Study text

<<<<

We brought a friend to visit Brugge today. The past few days have been horribly wet and windy, a typical belgium summer, so to speak. So today's weather is a good change, sunny and albeit windy, but otherwise very good weather for a day trip.
I have been to Brugge a few times, and this is at least the third time that I visit Brugge. For those who have not heard of or been to Brugge, Brugge is a place that you absolutely must visit if you have only 1 day to spend in Belgium. Skip Brussels and Antwerp and head out to Brugge in West Flanders and you will not be disappointed. It is a UNESCO world heritage city and it is nicknamed "Venice of the North".
|Townhall of Brugge|
We had a very fruitful trip at Brugge. We booked a guided tour at the tourist office of Brugge for 9 euro each and enjoyed a leisurely but very informative walking tour for 2 hours. I didn't take many pictures during the walk as I had already taken quite a number during my past 2 trips. Besides the guided tour, we also went to the Choco-Story, a chocolate museum in Brugge and I snapped quite a few interesting photos there. There are at least 2 chocolate museums that I heard of in Belgium. One is the Museum of Cocoa and Chocolate in Brussels and the other is the one which I visited today, the Choco-Story Chocolate Museum in Brugge.

>>>>

[Data entries]
<<<<

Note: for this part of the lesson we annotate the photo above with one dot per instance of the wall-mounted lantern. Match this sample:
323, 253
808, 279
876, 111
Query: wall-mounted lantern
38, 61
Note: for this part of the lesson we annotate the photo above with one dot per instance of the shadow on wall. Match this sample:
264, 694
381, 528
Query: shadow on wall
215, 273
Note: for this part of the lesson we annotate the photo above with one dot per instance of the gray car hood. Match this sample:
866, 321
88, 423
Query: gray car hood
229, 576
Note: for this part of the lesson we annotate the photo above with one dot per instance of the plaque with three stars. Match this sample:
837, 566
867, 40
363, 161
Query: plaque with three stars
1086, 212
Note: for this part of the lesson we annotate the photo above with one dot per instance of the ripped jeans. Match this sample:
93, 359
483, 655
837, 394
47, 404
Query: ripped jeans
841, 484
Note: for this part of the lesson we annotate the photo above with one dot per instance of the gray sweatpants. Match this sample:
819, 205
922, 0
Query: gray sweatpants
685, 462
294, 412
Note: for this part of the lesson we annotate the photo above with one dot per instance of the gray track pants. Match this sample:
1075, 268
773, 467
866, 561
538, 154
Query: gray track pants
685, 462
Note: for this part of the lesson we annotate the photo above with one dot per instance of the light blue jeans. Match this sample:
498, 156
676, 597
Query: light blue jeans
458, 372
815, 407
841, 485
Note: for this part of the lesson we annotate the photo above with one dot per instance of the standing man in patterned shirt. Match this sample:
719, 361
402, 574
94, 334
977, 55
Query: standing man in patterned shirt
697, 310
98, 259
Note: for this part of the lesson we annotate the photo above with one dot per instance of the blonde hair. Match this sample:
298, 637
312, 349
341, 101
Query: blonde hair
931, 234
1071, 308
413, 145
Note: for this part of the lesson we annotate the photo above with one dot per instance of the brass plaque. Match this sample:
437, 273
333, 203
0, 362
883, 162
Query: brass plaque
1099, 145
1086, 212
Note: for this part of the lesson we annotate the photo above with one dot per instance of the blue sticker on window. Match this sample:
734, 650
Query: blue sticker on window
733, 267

>>>>

Assignment
Please reproduce the entire post about the day trip to Brugge, word for word.

Written response
We brought a friend to visit Brugge today. The past few days have been horribly wet and windy, a typical belgium summer, so to speak. So today's weather is a good change, sunny and albeit windy, but otherwise very good weather for a day trip.
I have been to Brugge a few times, and this is at least the third time that I visit Brugge. For those who have not heard of or been to Brugge, Brugge is a place that you absolutely must visit if you have only 1 day to spend in Belgium. Skip Brussels and Antwerp and head out to Brugge in West Flanders and you will not be disappointed. It is a UNESCO world heritage city and it is nicknamed "Venice of the North".
|Townhall of Brugge|
We had a very fruitful trip at Brugge. We booked a guided tour at the tourist office of Brugge for 9 euro each and enjoyed a leisurely but very informative walking tour for 2 hours. I didn't take many pictures during the walk as I had already taken quite a number during my past 2 trips. Besides the guided tour, we also went to the Choco-Story, a chocolate museum in Brugge and I snapped quite a few interesting photos there. There are at least 2 chocolate museums that I heard of in Belgium. One is the Museum of Cocoa and Chocolate in Brussels and the other is the one which I visited today, the Choco-Story Chocolate Museum in Brugge.